- Exercise: In the passage about Yonekichi and Tsuma, repeat word for word everything from "Yonekichi’s go-getter attitude" down to "in the future.".

- Study text:

===============

“The goddess of fortune dangles a golden opportunity before a person at least once in a lifetime,” he was fond of saying. “And success goes to those quick and brave enough to reach out and grab that chance. Be decisive, children. Don’t be afraid to take chances. Don’t go through life staring off into space, waiting for good things to fall into your lap.”
Yonekichi’s go-getter attitude and lifelong drive for self-improvement were reflected in his choice of a marriage partner. From the perspective of a man of his background, his beautiful bride, Tsuma[154] – one of the few women in the community to have completed any education beyond elementary school – was what would today be called a “trophy wife.” In many ways, she was symbolic not only of his notable accomplishments so far, but more important, of the ascent he wanted his family’s social status to take in the future.
Tsuma was a real nurturer – “the gentleness specialist of the house,” in her son’s words – a quiet, reserved, supportive woman who never raised her voice or did or said an unkind thing to anyone. Unlike Yonekichi, she was not one for opinionated pontification and lectures, but although she rarely expressed her desires openly, she shared her husband’s ambitions for the family’s future and his enthusiasm for their children’s education. An accomplished flower arranger and calligrapher, Tsuma also felt that culture and refinement were prerequisites for the social status her husband had in mind for their children, and were thus just as essential for life training as practical academic subjects and Horatio Alger fables. She believed that it was best to begin this well-rounded education as early as possible, and toward this end, sent her children to a nearby Christian kindergarten that enjoyed the patronage of other well-off families in the community. The tuition was not cheap, but Tsuma felt that no corners should be cut when it came to making sure her own offspring spent their formative years around a “better” type of children.

===============

- Information shown:
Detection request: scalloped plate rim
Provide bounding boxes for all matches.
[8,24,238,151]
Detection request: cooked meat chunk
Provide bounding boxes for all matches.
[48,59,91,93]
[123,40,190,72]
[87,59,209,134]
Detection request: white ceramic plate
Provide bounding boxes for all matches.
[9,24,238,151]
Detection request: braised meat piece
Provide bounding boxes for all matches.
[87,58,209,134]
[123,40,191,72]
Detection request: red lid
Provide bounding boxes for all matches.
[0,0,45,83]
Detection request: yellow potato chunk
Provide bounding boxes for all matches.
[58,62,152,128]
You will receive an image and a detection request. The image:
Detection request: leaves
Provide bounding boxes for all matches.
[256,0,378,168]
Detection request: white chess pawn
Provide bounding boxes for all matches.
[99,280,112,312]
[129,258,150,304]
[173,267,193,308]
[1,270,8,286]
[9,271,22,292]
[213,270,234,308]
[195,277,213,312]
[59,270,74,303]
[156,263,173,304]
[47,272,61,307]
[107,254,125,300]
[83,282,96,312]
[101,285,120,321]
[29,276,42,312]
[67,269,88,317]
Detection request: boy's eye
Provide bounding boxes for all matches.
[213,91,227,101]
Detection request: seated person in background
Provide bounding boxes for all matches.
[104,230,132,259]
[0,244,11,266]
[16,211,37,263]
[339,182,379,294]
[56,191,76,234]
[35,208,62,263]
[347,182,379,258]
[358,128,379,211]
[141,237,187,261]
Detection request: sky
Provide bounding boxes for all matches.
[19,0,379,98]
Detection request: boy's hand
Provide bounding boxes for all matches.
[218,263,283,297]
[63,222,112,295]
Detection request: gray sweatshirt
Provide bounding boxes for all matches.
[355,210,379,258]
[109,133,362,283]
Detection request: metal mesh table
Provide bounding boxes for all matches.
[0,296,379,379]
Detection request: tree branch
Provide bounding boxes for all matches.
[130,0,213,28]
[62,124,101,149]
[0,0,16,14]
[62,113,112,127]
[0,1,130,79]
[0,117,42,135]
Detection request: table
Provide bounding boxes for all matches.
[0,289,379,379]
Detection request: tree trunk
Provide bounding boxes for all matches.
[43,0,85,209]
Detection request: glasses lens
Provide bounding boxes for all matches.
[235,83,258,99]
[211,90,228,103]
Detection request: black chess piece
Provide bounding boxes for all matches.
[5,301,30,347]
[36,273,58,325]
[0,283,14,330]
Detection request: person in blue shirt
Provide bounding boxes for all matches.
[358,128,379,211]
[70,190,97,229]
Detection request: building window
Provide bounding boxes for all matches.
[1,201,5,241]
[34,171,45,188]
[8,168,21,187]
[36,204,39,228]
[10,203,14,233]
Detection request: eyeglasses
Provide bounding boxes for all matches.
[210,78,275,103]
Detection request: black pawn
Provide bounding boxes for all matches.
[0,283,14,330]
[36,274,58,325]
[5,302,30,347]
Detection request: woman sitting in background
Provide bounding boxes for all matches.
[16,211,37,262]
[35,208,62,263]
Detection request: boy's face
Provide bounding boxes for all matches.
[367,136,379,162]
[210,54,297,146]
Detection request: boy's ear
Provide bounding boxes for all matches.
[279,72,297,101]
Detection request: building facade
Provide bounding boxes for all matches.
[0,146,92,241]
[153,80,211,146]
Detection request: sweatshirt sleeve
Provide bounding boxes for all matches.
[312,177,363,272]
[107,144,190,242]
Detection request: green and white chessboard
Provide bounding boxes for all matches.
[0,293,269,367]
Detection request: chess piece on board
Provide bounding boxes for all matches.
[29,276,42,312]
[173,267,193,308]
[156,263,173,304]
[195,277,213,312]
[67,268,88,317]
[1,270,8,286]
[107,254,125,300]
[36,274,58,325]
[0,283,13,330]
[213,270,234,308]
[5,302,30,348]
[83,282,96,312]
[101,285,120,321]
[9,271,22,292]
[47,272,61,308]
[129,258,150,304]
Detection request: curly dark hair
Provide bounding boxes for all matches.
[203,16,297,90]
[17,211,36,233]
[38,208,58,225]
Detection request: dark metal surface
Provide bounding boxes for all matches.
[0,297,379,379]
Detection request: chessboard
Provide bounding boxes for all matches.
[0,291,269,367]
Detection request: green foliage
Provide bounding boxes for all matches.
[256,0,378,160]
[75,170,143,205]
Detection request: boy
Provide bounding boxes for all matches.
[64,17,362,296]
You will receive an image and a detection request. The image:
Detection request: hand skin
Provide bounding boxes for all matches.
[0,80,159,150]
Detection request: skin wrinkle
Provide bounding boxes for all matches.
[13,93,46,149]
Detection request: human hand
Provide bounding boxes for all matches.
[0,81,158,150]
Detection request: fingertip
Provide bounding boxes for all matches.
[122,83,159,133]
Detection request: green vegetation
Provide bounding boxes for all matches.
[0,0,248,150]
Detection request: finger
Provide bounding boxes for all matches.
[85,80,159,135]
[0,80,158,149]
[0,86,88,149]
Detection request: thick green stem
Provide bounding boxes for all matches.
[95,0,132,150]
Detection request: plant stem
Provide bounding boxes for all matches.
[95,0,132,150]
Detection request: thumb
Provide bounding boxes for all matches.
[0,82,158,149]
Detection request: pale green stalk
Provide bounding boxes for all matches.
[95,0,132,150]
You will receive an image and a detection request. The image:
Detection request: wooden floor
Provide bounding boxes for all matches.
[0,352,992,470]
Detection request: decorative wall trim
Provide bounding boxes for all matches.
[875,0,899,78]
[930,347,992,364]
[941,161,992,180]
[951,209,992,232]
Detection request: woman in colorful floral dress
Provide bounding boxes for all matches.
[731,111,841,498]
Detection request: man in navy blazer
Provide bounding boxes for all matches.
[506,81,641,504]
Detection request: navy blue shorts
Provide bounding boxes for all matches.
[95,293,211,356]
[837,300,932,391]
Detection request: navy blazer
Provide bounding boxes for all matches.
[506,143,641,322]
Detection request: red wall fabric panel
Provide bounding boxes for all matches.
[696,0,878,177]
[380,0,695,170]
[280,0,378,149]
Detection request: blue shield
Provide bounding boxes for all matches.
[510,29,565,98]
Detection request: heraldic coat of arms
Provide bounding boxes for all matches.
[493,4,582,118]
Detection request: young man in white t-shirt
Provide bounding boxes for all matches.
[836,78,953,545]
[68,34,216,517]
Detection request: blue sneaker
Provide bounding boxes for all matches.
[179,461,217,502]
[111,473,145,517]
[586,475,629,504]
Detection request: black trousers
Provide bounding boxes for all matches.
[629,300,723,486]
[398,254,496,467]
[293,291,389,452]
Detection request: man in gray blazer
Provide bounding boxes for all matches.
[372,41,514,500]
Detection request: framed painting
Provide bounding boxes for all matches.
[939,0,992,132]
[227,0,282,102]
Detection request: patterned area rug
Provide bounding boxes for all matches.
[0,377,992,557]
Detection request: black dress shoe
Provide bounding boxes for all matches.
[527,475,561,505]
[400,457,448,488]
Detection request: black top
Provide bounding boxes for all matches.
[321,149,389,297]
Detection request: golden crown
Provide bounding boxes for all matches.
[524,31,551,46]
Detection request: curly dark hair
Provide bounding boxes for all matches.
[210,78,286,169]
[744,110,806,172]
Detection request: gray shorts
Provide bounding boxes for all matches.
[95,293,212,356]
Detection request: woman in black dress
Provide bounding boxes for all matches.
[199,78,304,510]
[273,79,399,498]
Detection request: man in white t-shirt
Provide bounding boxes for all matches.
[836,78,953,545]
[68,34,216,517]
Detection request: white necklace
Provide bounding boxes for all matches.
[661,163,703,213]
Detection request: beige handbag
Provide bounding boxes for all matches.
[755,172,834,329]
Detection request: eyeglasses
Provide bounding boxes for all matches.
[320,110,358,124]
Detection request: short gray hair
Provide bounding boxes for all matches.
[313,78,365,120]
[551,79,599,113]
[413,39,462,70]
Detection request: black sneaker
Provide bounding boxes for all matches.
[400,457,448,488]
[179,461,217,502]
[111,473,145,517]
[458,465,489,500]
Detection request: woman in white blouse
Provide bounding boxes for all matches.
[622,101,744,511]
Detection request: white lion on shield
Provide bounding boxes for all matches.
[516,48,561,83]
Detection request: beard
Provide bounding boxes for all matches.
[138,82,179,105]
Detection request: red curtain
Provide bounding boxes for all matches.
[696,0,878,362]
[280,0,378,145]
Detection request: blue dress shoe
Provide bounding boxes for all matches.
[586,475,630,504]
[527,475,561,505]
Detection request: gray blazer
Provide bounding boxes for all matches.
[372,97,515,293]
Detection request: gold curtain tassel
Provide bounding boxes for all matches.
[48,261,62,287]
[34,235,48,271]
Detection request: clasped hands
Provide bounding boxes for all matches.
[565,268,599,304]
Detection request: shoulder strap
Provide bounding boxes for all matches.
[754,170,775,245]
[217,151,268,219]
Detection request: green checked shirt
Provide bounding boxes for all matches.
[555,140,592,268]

===============

- Exercise response:
Yonekichi’s go-getter attitude and lifelong drive for self-improvement were reflected in his choice of a marriage partner. From the perspective of a man of his background, his beautiful bride, Tsuma[154] – one of the few women in the community to have completed any education beyond elementary school – was what would today be called a “trophy wife.” In many ways, she was symbolic not only of his notable accomplishments so far, but more important, of the ascent he wanted his family’s social status to take in the future.